**SUPPLIED PASSAGE**

There was serositis in one animal (16%) and mild enteritis in three animals (50%) in the form of submucosal congestion and mild lymphoid hyperplasia. This was the next most affected group.

Group IV (Combined urine and meconium group)

There was mild enteritis in three animals (50%) in the form of mucosal congestion. The extent of bowel changes was similar to that of Group I (control group).

The maximum bowel changes were seen in the urine group and then the meconium group, suggesting that urine was the factor of amniotic fluid causing maximum bowel damage in this study.

**WHAT YOU WILL DO**
• A. Answer these questions from the bowel-changes excerpt:
(i) In the first group described, how many animals had serositis, and what percentage was that?
(ii) In Group IV, what form did the mild enteritis take?
(iii) Which group showed the maximum bowel changes?
• B. Give again, word for word, the part of the bowel-changes excerpt between "There was serositis" and "and meconium group)", inclusive.
• C. List every group that the bowel-changes excerpt names.

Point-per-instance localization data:
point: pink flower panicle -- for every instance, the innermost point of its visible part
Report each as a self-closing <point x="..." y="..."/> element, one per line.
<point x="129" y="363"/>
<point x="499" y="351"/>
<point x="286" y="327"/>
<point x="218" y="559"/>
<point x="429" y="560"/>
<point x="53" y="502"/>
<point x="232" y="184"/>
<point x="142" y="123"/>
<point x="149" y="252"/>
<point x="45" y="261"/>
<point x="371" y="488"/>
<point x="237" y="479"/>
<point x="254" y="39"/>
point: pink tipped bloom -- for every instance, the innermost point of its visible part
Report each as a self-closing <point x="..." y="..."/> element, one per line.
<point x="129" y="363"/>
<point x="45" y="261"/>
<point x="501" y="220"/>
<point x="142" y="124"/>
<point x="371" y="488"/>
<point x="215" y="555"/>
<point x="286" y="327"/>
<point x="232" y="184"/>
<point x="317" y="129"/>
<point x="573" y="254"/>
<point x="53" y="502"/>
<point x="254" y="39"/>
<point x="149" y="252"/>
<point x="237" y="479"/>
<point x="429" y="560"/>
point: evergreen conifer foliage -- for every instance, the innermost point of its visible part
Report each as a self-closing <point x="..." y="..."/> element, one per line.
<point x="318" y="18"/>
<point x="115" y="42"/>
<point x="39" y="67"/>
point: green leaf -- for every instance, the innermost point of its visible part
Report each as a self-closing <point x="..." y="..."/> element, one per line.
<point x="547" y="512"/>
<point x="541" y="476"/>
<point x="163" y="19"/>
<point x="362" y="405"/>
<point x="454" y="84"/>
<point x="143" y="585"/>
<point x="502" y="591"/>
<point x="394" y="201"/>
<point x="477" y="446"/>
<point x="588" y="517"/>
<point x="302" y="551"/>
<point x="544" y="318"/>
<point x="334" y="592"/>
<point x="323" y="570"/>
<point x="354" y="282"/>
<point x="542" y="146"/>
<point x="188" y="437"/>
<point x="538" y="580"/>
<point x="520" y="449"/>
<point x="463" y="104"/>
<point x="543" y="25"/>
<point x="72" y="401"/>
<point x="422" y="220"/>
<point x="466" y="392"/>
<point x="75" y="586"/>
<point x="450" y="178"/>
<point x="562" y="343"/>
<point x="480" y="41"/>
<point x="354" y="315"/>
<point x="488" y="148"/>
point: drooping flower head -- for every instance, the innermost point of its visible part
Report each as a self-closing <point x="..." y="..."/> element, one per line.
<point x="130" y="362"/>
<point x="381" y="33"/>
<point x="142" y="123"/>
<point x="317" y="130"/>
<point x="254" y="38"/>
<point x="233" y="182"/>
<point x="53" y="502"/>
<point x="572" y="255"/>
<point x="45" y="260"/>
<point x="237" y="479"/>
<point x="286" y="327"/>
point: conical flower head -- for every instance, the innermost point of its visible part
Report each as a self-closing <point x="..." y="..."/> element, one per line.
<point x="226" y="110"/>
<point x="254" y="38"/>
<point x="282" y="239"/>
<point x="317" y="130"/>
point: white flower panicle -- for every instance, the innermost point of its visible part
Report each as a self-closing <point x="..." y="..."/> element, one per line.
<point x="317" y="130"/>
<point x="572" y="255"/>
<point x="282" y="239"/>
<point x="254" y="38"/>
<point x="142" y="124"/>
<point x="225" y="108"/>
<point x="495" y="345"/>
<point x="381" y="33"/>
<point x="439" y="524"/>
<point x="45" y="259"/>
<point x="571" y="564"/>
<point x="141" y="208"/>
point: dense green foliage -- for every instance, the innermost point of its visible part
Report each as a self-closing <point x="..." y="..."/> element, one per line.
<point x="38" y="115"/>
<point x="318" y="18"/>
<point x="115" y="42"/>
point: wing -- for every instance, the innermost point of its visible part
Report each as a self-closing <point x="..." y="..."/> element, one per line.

**RESULTS FOR EACH TASK**
• A.
(i) One animal (16%).
(ii) Mucosal congestion.
(iii) The urine group.

• B.
There was serositis in one animal (16%) and mild enteritis in three animals (50%) in the form of submucosal congestion and mild lymphoid hyperplasia. This was the next most affected group.

Group IV (Combined urine and meconium group)

• C.
- Group IV (Combined urine and meconium group)
- Group I (control group)
- the urine group
- the meconium group